Extract to read ▸
--*--

# Campagnolo Pista hub questions



## Auriaprottu (Oct 27, 2002)

I'm finally in the last stages of this fixie build. I need only a rear hub, cog, locknut and chain. So far, everything -front wheel, crank, pedals, headset, seatpost and front caliper- is Campagnolo road componentry (tho not all from the same gruppo), so I'd like to be able to use a Pista hub for the rear. I have some questions that I hope some of you can answer. Forgive any perceived ignorance.

1) Does the Pista hub (any year will do- I just need 36 holes) have enough axle to respace from the traditional 120 to the 126mm spacing of my frame?

2) Are the locknut and cog threads, spacers and axle threads Campagnolo-specific in any way? That is, if I get the hub, can I use just about anyone's cog and locknut, or will I have to hunt for a Campagnolo locknut, tool and cog(s)? 

3) IF the cog OR locknut threads ARE Campagnolo-specific, does Campagnolo make 3/32" cogs? My chainring is road width. 

Thanks in advance.


----------



## wim (Feb 28, 2005)

Prompted by your post, I went into my garage, took the rear wheel out of my track bike and measured the Campy Record Pista hub axle - it's 155mm from end to end. I've got a Suntour cog on it. I don't remember where the lock ring came from, but it's a no-brand generic ring. Hope this helps.


----------



## Jamieshankland (Jan 8, 2005)

Just give your frame a gentle squeez...6mm is nothing. As for the hub, I remember reading the campy has an italian sized loc-ring. Harris Cyclery sells them off their site.

--*--

Material provided ▸
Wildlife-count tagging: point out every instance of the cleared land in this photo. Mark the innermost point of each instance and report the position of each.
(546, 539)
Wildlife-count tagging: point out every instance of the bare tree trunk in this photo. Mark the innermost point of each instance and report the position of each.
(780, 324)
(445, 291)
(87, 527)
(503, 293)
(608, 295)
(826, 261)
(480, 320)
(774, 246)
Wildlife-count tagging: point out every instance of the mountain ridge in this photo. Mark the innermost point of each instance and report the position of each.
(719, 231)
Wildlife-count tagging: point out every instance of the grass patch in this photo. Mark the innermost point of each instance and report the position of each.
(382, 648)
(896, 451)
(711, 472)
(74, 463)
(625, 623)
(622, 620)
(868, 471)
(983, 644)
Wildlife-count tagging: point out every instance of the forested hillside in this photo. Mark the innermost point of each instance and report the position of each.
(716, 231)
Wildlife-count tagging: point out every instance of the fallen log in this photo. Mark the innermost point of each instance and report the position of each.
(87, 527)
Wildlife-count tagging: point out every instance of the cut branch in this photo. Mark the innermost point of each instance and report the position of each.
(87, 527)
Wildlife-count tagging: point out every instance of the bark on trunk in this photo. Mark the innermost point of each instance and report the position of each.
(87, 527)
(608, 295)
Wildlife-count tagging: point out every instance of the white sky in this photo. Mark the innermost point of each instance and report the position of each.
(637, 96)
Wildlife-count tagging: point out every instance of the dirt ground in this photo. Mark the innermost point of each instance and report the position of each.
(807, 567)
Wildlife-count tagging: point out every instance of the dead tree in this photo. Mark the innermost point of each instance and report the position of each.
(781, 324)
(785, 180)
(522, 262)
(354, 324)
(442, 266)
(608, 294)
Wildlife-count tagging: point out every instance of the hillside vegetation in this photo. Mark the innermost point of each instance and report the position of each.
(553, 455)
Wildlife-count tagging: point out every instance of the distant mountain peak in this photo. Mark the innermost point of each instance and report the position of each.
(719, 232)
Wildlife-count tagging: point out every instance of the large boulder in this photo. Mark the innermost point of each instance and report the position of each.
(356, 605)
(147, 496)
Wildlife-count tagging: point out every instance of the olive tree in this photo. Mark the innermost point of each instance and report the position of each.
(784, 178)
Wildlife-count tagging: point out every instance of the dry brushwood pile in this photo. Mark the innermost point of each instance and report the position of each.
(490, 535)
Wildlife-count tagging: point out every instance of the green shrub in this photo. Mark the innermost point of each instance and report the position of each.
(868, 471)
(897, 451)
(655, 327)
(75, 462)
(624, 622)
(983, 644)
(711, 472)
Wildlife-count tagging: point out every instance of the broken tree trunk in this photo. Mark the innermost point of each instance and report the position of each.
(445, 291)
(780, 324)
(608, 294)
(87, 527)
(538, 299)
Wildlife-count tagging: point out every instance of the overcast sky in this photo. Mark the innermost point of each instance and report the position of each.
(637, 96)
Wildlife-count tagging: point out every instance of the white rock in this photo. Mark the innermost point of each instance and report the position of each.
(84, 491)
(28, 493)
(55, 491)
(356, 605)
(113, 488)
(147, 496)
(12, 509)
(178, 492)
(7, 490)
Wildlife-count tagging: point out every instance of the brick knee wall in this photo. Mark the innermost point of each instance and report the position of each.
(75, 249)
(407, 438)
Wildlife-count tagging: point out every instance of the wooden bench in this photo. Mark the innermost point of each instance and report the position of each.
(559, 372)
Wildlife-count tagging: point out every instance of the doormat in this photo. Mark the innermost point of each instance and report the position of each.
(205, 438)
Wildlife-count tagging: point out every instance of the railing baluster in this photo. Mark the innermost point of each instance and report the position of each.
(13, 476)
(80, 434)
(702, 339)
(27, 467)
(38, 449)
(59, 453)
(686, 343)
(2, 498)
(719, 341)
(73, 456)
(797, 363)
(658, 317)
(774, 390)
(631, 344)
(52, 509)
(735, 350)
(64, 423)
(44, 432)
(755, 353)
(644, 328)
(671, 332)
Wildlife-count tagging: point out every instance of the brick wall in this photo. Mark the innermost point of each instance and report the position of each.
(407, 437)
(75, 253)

--*--

Required tasks ▸
**A)** Please copy the part of the Campagnolo Pista hub discussion that begins at the words "# Campagnolo Pista" and stops after "of my frame?".
**B)** Count the lines of the listing that contain the string "brick", and give only the number.

Results for each task ▸
**A)**
# Campagnolo Pista hub questions



## Auriaprottu (Oct 27, 2002)

I'm finally in the last stages of this fixie build. I need only a rear hub, cog, locknut and chain. So far, everything -front wheel, crank, pedals, headset, seatpost and front caliper- is Campagnolo road componentry (tho not all from the same gruppo), so I'd like to be able to use a Pista hub for the rear. I have some questions that I hope some of you can answer. Forgive any perceived ignorance.

1) Does the Pista hub (any year will do- I just need 36 holes) have enough axle to respace from the traditional 120 to the 126mm spacing of my frame?

**B)** 2